- Passage provided:
Dinner always seems a little beside the point this time of year, which I fondly regard as cookie season. Why think about chicken when you could be daydreaming about hibiscus-ginger cookies, minty lime bars or chocolate babka rugelach?

Some of our brilliant recipe editors and bakers of have come up with 24 cookies for you – an advent calendar of sorts, to take us right up to Christmas. (Amazingly, a reader has already baked all of these cookies and posted them on Instagram: cookbook author and blogger Amy Ho, who said she’d made them in 15 hours!)

And yet, we have to eat dinner, and really, it should be good. We’ve got five excellent candidates for your table below, recipes that are full of flavour and brim with cooking smarts.

Pasta with andouille sausage, beans and greens

This pasta is extra-zippy

Highly seasoned andouille sausage makes this pasta extra-zippy, while white beans and collard greens give it a rustic flair. They are not ingredients typically used in pasta, but this dish may become part of your regular rotation once you try it. This one-dish dinner is perfect for cold, cozy nights when you want something hearty to stick to your bones, but it will satisfy any time. Swirling in lemon juice and olive oil just before serving adds freshness and ties all of the flavors together.

By: Vallery Lomas

Serves: 4 to 6

Total time: 30 minutes


Salt and black pepper

450g rigatoni or any pasta with ridges

2 tbsp extra-virgin olive oil, plus more for drizzling

340g andouille sausage, diced

1 shallot, minced

2 garlic cloves, minced

1 bunch collard greens, stems discarded, leaves coarsely chopped

1 tbsp fresh thyme leaves

1 (425g) can cannellini beans, drained and rinsed

1 large tomato, diced

Handful chopped flat-leaf parsley

Handful thinly sliced chives

1 lemon, zested and cut into wedges, for serving

Grated parmesan, for serving


1. Bring a large pot of salted water to a boil. Add pasta and cook until al dente according to the package’s instructions.

2. Meanwhile, heat oil in a large heavy-bottomed frying pan over medium-high. Add sausage and cook, stirring occasionally, until browned, 5 to 7 minutes. Add shallot and garlic and cook, stirring often, until translucent, about 2 minutes.

- Exercise objective: Retype the part of the recipe passage starting with "Handful thinly sliced" and going on through "about 2 minutes.", keeping every word as it appears.

Point annotation dataset records:
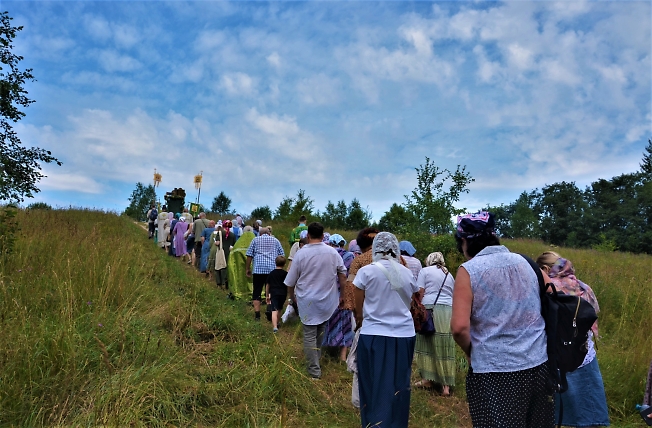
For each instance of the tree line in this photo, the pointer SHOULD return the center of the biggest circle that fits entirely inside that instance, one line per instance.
(610, 215)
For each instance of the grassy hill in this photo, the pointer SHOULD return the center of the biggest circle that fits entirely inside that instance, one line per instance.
(100, 327)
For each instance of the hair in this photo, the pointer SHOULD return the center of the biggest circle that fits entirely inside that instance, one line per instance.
(547, 259)
(315, 230)
(364, 238)
(477, 244)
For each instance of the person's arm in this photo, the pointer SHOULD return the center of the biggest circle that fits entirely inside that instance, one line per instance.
(248, 264)
(461, 318)
(342, 279)
(359, 302)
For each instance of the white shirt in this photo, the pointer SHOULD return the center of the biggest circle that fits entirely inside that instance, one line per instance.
(431, 279)
(313, 275)
(384, 312)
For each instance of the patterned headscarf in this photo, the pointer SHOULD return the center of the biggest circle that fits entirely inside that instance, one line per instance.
(562, 274)
(436, 259)
(473, 225)
(385, 247)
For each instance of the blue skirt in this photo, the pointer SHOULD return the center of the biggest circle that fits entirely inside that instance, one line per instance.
(585, 403)
(384, 369)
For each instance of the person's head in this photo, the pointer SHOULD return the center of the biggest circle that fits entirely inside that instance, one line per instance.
(475, 232)
(337, 240)
(280, 261)
(366, 237)
(436, 259)
(407, 249)
(547, 260)
(385, 246)
(315, 231)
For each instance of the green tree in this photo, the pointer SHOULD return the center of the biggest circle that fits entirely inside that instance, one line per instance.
(431, 203)
(139, 201)
(221, 204)
(20, 167)
(261, 213)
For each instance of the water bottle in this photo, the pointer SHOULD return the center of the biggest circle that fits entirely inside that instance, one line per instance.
(646, 412)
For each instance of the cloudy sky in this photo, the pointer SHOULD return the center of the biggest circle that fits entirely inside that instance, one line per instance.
(342, 99)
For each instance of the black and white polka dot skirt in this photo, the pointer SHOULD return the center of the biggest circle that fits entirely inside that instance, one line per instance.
(521, 399)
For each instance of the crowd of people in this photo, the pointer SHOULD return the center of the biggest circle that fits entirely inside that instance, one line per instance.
(357, 299)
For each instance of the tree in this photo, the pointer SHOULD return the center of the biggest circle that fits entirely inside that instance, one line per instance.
(261, 213)
(221, 204)
(140, 200)
(646, 165)
(430, 203)
(20, 167)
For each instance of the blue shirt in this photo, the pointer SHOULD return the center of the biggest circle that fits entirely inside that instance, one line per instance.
(264, 250)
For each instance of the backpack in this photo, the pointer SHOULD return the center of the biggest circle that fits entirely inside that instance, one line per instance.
(568, 321)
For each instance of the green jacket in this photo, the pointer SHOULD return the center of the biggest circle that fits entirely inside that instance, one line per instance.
(294, 236)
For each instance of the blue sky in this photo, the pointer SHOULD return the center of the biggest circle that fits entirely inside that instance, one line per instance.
(342, 99)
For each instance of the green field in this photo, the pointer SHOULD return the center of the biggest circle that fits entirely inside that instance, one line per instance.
(100, 327)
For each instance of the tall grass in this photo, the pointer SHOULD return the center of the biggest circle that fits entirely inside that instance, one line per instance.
(100, 327)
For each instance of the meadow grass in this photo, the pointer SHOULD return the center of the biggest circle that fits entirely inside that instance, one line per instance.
(100, 327)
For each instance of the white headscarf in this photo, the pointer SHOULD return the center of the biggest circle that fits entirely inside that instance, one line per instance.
(385, 247)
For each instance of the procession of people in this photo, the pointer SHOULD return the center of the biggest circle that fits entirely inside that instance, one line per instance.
(357, 301)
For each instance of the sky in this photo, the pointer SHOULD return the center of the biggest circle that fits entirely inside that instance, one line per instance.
(341, 99)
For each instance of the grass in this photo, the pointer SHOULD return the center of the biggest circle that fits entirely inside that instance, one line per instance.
(100, 327)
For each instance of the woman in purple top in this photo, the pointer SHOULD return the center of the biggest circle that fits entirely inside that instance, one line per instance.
(179, 240)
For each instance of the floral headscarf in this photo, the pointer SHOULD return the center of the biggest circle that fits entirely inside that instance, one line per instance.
(562, 274)
(436, 259)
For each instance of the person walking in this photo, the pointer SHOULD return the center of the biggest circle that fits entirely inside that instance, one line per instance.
(262, 251)
(313, 282)
(497, 322)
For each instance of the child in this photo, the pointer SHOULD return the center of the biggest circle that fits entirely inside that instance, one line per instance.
(276, 291)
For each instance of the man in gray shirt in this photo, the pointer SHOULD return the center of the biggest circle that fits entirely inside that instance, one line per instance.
(313, 281)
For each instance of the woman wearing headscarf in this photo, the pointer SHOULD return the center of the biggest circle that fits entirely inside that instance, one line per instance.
(385, 347)
(205, 238)
(224, 242)
(180, 229)
(239, 284)
(435, 354)
(497, 322)
(584, 403)
(339, 328)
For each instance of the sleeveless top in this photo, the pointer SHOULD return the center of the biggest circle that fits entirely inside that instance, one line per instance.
(507, 329)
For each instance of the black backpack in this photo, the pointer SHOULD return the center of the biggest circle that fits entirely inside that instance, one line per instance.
(568, 321)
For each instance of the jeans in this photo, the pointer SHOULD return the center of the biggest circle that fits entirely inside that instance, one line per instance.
(313, 335)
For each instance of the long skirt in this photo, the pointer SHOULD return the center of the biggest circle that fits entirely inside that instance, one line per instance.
(435, 354)
(339, 331)
(517, 399)
(384, 369)
(584, 404)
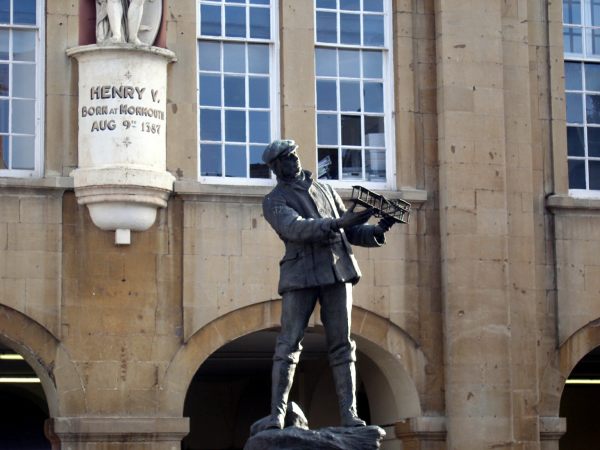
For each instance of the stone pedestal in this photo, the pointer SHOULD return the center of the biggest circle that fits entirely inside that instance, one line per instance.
(551, 430)
(122, 175)
(126, 433)
(422, 433)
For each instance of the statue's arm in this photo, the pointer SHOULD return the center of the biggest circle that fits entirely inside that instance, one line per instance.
(291, 226)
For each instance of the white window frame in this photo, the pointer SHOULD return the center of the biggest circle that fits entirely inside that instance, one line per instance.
(582, 58)
(274, 92)
(37, 171)
(389, 112)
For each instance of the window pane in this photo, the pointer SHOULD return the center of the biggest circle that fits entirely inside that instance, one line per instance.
(210, 125)
(328, 164)
(593, 141)
(572, 40)
(372, 64)
(235, 126)
(594, 176)
(23, 151)
(235, 21)
(329, 4)
(351, 134)
(326, 95)
(259, 92)
(4, 116)
(349, 63)
(259, 127)
(375, 165)
(575, 143)
(373, 30)
(258, 58)
(574, 111)
(210, 20)
(350, 28)
(258, 169)
(595, 13)
(350, 5)
(592, 108)
(326, 62)
(235, 161)
(4, 11)
(209, 56)
(24, 80)
(326, 27)
(210, 90)
(4, 151)
(573, 76)
(235, 91)
(327, 129)
(23, 116)
(373, 5)
(351, 165)
(572, 11)
(593, 37)
(374, 132)
(350, 96)
(592, 77)
(24, 12)
(260, 23)
(576, 174)
(4, 50)
(4, 87)
(373, 97)
(210, 160)
(24, 45)
(234, 58)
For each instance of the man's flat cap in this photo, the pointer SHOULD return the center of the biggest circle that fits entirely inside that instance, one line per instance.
(278, 148)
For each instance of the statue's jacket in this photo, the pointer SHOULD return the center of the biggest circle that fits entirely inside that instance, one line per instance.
(302, 213)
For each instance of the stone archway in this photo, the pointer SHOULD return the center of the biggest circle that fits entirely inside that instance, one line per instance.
(561, 364)
(43, 352)
(398, 358)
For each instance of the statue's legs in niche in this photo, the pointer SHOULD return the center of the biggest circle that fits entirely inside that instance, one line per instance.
(134, 20)
(114, 9)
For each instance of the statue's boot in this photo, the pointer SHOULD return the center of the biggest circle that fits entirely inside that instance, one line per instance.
(282, 377)
(344, 376)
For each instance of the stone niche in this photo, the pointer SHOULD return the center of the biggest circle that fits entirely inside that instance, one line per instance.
(122, 176)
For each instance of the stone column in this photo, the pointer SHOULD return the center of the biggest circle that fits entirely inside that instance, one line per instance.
(487, 223)
(126, 433)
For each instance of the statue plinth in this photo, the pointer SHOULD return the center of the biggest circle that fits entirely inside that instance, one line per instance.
(122, 175)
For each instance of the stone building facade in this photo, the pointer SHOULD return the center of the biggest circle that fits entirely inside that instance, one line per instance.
(468, 322)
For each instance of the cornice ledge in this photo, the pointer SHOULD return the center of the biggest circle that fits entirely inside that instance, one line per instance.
(564, 203)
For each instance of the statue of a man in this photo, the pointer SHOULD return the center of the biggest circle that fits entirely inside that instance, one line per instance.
(318, 265)
(118, 21)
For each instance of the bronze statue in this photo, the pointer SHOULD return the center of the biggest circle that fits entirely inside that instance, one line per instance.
(318, 264)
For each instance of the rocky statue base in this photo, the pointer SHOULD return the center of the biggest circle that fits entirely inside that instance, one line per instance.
(297, 436)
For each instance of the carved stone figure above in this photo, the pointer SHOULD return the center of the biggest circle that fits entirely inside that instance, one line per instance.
(128, 21)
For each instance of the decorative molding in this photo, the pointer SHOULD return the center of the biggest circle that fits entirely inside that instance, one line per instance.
(118, 429)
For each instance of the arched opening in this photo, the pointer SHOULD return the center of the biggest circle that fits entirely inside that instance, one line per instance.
(231, 390)
(579, 403)
(25, 408)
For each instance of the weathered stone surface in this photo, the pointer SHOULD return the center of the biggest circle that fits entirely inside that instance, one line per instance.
(331, 438)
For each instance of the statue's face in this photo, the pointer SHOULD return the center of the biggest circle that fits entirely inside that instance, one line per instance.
(288, 167)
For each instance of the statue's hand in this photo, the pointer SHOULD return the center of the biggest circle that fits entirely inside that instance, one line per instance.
(350, 218)
(385, 224)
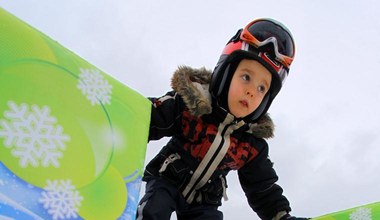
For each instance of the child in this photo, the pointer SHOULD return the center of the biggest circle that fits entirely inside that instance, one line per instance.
(218, 122)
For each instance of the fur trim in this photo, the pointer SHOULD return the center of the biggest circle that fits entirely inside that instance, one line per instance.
(192, 85)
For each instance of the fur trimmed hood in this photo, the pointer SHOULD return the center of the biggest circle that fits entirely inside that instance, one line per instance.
(192, 85)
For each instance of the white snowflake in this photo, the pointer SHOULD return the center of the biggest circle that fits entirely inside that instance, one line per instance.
(33, 135)
(61, 199)
(94, 86)
(361, 214)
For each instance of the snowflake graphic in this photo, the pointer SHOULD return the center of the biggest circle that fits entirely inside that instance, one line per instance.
(61, 199)
(361, 214)
(33, 135)
(94, 86)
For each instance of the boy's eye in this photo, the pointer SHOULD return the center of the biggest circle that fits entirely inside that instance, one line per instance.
(246, 77)
(261, 89)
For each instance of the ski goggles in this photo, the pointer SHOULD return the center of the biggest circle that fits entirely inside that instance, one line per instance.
(274, 37)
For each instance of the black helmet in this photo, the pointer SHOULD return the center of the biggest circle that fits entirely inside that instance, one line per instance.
(264, 40)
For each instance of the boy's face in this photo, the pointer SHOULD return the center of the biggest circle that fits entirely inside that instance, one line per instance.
(249, 84)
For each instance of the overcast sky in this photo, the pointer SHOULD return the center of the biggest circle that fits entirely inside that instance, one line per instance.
(327, 145)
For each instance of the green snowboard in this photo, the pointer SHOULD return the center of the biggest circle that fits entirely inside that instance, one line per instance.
(365, 212)
(72, 138)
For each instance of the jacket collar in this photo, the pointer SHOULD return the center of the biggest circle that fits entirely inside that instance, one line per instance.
(192, 85)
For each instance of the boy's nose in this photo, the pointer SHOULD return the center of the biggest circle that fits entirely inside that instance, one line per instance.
(249, 93)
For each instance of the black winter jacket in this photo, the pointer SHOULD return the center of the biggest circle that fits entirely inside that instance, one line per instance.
(200, 129)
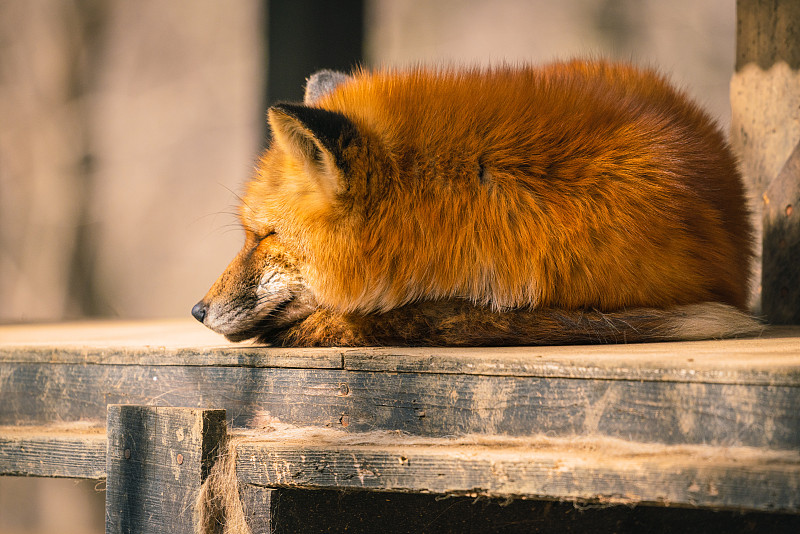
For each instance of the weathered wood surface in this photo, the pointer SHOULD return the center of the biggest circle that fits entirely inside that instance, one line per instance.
(773, 358)
(603, 470)
(780, 279)
(362, 512)
(70, 451)
(156, 460)
(728, 393)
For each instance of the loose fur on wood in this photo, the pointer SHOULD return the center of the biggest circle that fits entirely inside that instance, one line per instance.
(583, 201)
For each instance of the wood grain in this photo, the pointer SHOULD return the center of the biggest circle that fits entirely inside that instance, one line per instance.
(604, 471)
(156, 460)
(71, 451)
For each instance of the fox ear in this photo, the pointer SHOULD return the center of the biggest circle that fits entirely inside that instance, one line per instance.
(321, 83)
(318, 138)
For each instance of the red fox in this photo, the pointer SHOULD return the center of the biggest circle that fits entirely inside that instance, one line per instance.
(578, 202)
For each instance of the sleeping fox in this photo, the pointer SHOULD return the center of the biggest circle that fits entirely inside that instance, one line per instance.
(579, 202)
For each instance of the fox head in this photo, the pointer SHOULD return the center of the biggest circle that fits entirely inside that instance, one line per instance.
(299, 215)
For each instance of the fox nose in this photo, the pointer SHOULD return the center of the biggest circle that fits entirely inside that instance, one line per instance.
(199, 311)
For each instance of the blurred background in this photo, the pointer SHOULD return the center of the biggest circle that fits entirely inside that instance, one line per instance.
(128, 128)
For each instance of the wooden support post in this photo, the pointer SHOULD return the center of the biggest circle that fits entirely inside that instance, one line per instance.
(765, 131)
(157, 459)
(781, 250)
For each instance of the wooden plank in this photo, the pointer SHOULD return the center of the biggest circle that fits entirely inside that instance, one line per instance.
(156, 460)
(765, 112)
(780, 278)
(772, 359)
(363, 512)
(163, 342)
(599, 470)
(416, 403)
(70, 451)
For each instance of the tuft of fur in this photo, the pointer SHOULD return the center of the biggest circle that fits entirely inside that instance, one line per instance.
(552, 204)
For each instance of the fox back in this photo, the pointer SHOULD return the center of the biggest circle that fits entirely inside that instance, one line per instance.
(575, 186)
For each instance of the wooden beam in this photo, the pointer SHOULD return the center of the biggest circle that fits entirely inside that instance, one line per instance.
(592, 469)
(156, 461)
(71, 451)
(765, 130)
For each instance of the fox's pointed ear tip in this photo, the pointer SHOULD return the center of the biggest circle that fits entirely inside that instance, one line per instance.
(283, 108)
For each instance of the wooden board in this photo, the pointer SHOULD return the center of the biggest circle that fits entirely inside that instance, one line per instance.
(416, 403)
(771, 359)
(731, 393)
(70, 451)
(363, 512)
(156, 460)
(601, 470)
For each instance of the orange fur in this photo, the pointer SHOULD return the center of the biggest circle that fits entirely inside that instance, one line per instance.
(579, 185)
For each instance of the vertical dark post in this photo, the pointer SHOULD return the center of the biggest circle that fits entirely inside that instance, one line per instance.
(157, 459)
(304, 36)
(765, 133)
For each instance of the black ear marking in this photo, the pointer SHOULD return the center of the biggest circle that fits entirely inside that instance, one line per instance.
(332, 130)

- Task response:
Handful thinly sliced chives

1 lemon, zested and cut into wedges, for serving

Grated parmesan, for serving


1. Bring a large pot of salted water to a boil. Add pasta and cook until al dente according to the package’s instructions.

2. Meanwhile, heat oil in a large heavy-bottomed frying pan over medium-high. Add sausage and cook, stirring occasionally, until browned, 5 to 7 minutes. Add shallot and garlic and cook, stirring often, until translucent, about 2 minutes.